## Reading text
BEGIN

# Anyone know of a marriage that recovered without the affair exposed ???



## rome2012 (Sep 10, 2010)

Most of you know now that my husband wants a divorce and has an EA (proven through pics)....if not even a PA.

I've read through all the articles on exposing the affair and the success that comes with it most of the time.....

Unfortunately I couldn't find a way to expose the affair other than telling him about my knowledge (half nude pics off his computer).....

I don't see much hope to find a way to expose the affair and so I was wondering....

Do any of you know of marriages that have recovered even though the affair was known, but not 100% proven or exposed....????

Kind of like.....since the betrayed spouse confronted the disloyal spouse about the knowledge, the ds felt caught or realized he's really doing something wrong, the ds woke up and ended the affair and wanted to work on the marriage....

Any ????

God, I'm grasping for straws here.....


----------



## AeroXlll (Nov 25, 2010)

Going through a 3 month (possibly longer) ordeal where my W has been having an affair. I confronted her multipule times with just knowledge about what was going on and she vehemently denied it every time. It wasn't until I hired a PI and confronted her with actual physical evidence of the affair that she wanted to sit down and be even slighty honest about the affair. Even with proof she still denies some of it. I know thats not what you wanted to hear but it is honestly so easy for people to believe their own lies when they've been telling them so long.... God bless and good luck to you and yours.


----------



## Affaircare (Jan 11, 2010)

Okay NOTE TO SELF here. 

You don't Gather Evidence so that the proof is so overwhelming that the Disloyal will "have to confess." I personally know of one disloyal who was a real estate agent, was going to show a house, met her lover at the empty house and they were IN THE ACT when the loyal spouse saw them doing it through the window. He rushed in and basically yelled, and as she was getting her clothes back on, the disloyal said "It's not what it looked like!" Yeah it was--she was in the middle of having sex with a man other than her husband!  But even if you catch them in the act, some disloyals just WILL NOT ADMIT IT! One lady here on TAM has proof of the affair, exposed to his and her family and employers, and he denied it all the way through the divorce. His family literally pretended it wasn't happening even though he made no attempt to hide the OW at all. 

So "finding proof" in no way makes the disloyal confess or admit adultery. It is for you--the LOYAL SPOUSE--because for a while now your gut has been telling you that "something is very, very wrong" and now you have proof that you can trust YOURSELF! Your disloyal spouse (while in the affair) = UNTRUSTWORTHY but you can trust you!


----------



## rome2012 (Sep 10, 2010)

Affaircare said:


> Okay NOTE TO SELF here.

END

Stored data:
BEGIN

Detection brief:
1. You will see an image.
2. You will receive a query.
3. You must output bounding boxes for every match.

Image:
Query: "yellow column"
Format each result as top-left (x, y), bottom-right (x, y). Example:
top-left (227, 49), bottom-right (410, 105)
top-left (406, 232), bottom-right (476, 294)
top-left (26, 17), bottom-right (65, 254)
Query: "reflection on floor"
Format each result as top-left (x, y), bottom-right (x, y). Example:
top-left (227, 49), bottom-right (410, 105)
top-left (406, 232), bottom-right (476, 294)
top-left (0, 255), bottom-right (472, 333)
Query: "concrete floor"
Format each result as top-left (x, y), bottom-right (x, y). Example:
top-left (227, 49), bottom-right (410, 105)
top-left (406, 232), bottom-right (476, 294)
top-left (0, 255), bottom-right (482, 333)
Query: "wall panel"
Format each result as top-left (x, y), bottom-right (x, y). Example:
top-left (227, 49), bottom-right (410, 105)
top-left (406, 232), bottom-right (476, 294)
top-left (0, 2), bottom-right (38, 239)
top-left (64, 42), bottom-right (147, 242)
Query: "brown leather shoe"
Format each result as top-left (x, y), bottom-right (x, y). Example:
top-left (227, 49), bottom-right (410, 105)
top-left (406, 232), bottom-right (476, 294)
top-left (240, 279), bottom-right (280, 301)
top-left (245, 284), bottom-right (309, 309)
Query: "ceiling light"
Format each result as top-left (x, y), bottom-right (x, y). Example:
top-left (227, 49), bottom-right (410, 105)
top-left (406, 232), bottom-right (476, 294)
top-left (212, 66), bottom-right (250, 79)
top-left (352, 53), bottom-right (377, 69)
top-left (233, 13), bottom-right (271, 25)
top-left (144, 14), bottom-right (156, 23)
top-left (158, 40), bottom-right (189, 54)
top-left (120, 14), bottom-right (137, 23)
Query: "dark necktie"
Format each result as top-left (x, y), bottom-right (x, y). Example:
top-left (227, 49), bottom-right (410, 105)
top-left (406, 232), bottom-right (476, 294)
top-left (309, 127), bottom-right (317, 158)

END

## Task instructions
• A. In the forum thread on affairs, what did AeroXlll have to do before the wife would sit down and be even slightly honest?
• B. Please resume the forum thread on affairs from its last line.

## Responses to the tasks
• A. Hire a PI and confront her with actual physical evidence of the affair.

• B.
> 
> You don't Gather Evidence so that the proof is so overwhelming that the Disloyal will "have to confess." I personally know of one disloyal who was a real estate agent, was going to show a house, met her lover at the empty house and they were IN THE ACT when the loyal spouse saw them doing it through the window. He rushed in and basically yelled, and as she was getting her clothes back on, the disloyal said "It's not what it looked like!" Yeah it was--she was in the middle of having sex with a man other than her husband!  But even if you catch them in the act, some disloyals just WILL NOT ADMIT IT! One lady here on TAM has proof of the affair, exposed to his and her family and employers, and he denied it all the way through the divorce. His family literally pretended it wasn't happening even though he made no attempt to hide the OW at all.
> 
> So "finding proof" in no way makes the disloyal confess or admit adultery. It is for you--the LOYAL SPOUSE--because for a while now your gut has been telling you that "something is very, very wrong" and now you have proof that you can trust YOURSELF! Your disloyal spouse (while in the affair) = UNTRUSTWORTHY but you can trust you!


Thanks....

But do you know of any couples that divorced (because of infidelity) that reconciled even though the affair was *NOT* exposed ???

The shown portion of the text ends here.